Rewrite the records below, substituting "site survey" for every occurrence of "wildlife count" and leaving everything else unchanged. Omit the pictures from your answer.

### [Dataset rows]
------------------------------------------------------------
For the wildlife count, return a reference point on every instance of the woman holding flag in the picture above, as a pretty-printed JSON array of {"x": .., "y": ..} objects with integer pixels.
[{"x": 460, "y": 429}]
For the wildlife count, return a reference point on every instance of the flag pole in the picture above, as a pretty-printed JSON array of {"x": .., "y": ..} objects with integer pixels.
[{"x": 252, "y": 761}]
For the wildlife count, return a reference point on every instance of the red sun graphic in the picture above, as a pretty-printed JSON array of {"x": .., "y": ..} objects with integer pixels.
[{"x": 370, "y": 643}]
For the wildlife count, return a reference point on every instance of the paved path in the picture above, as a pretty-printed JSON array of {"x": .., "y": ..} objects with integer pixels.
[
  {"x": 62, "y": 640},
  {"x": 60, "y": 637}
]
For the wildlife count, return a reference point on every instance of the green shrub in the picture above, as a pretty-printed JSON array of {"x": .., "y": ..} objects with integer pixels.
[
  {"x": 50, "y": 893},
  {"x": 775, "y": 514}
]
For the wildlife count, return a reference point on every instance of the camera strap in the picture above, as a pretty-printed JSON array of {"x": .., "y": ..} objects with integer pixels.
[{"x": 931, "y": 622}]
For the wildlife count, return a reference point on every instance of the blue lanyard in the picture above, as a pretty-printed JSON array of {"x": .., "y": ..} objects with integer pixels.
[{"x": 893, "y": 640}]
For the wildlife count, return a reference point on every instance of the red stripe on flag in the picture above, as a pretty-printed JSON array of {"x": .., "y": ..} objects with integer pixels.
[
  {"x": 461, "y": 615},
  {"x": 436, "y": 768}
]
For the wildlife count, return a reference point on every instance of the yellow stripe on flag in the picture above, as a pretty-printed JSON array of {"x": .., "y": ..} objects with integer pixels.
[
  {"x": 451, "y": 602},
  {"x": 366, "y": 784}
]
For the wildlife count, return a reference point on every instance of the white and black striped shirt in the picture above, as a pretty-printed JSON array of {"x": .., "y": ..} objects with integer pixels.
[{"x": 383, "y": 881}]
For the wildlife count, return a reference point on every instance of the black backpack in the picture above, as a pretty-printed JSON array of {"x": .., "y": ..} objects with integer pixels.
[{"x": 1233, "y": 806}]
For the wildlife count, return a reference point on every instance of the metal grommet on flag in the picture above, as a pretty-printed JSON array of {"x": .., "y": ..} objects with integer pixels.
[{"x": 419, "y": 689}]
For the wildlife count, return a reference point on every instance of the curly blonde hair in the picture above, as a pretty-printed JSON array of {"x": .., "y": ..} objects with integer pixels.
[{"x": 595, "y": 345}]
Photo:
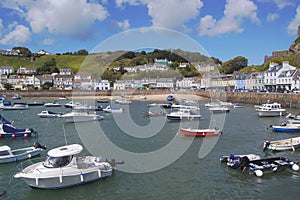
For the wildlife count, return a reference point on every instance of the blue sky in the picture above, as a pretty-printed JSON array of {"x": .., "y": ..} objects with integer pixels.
[{"x": 224, "y": 28}]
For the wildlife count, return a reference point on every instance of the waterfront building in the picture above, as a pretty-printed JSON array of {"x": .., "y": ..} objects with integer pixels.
------------------------------------------------------------
### [Correct output]
For the site survey, return a reference point on every instance of the woman holding flag in the picture above, as a pretty-printed JSON array of {"x": .., "y": ..} objects with integer pixels.
[{"x": 460, "y": 429}]
For the site survey, return a reference point on every instance of the flag pole in the picture above, as a pretty-printed JSON array of {"x": .., "y": ..} objects with integer pixels.
[{"x": 252, "y": 761}]
For the site survey, return a reference point on every instance of the red sun graphic in the picture above, as a pretty-printed JSON array of {"x": .., "y": ..} objects with integer pixels.
[{"x": 370, "y": 643}]
For the site survey, return a reference point on every instance of the paved path in the picture above, as a pretty-printed JSON array of {"x": .., "y": ..} objects with integer pixels.
[
  {"x": 62, "y": 640},
  {"x": 60, "y": 637}
]
For the site survey, return a reference point on every instance of the green shrub in the picture above, as a pretty-printed JSON array of {"x": .., "y": ..} objects with integer pixels.
[
  {"x": 50, "y": 893},
  {"x": 775, "y": 514}
]
For the site survey, return a reference point on every instance of the camera strap in the picture above, as a pretty-printed JSON array of {"x": .., "y": ..} objects with integer pixels.
[{"x": 931, "y": 622}]
For the site survey, return a reference point on every instance of the blue lanyard in the picture above, as a pretty-printed JSON array of {"x": .., "y": ..} objects with integer pixels.
[{"x": 893, "y": 640}]
For the site survey, return a reference point on every instance of the red stripe on flag in the picture above, as a pretty-printed JSON array of {"x": .., "y": ..} objects with integer pixels.
[
  {"x": 461, "y": 615},
  {"x": 436, "y": 768}
]
For the site survey, return a reference point on every instance of the yellow stripe on flag in the picture above, as a pretty-printed JSON array of {"x": .., "y": ..} objects with integer pixels.
[
  {"x": 451, "y": 602},
  {"x": 366, "y": 784}
]
For the site survey, return a reference point on every instance of the white and black striped shirt in the picture above, as a pretty-printed JSON array of {"x": .., "y": ..} objects with integer pixels.
[{"x": 383, "y": 881}]
For the site survey, return a reference point on every instance of the black backpack in the picture above, as a pretty-printed JSON array of {"x": .., "y": ..} objects with integer pixels.
[{"x": 1233, "y": 806}]
For the site survey, return a reference point on every instance of the metal grommet on flag in the picture above, as a pretty-printed JSON array of {"x": .., "y": ..} objects with integer pixels.
[{"x": 419, "y": 689}]
For the site survey, return a reference point on every instance of the curly blonde hair in the picture above, as a pretty-printed JSON array of {"x": .., "y": ..} objects with integer pixels.
[{"x": 595, "y": 345}]
Photo:
For the site survey, return a reference point on every instance of the blue sky in the picture above, as a pretty-printed JSON array of {"x": .., "y": ..} objects with integer pixels.
[{"x": 224, "y": 28}]
For the site survey, return a reference point on every instance of the waterfront building in the picture above, as a pretty-printed JSON array of {"x": .., "y": ..} objects with integer pixels.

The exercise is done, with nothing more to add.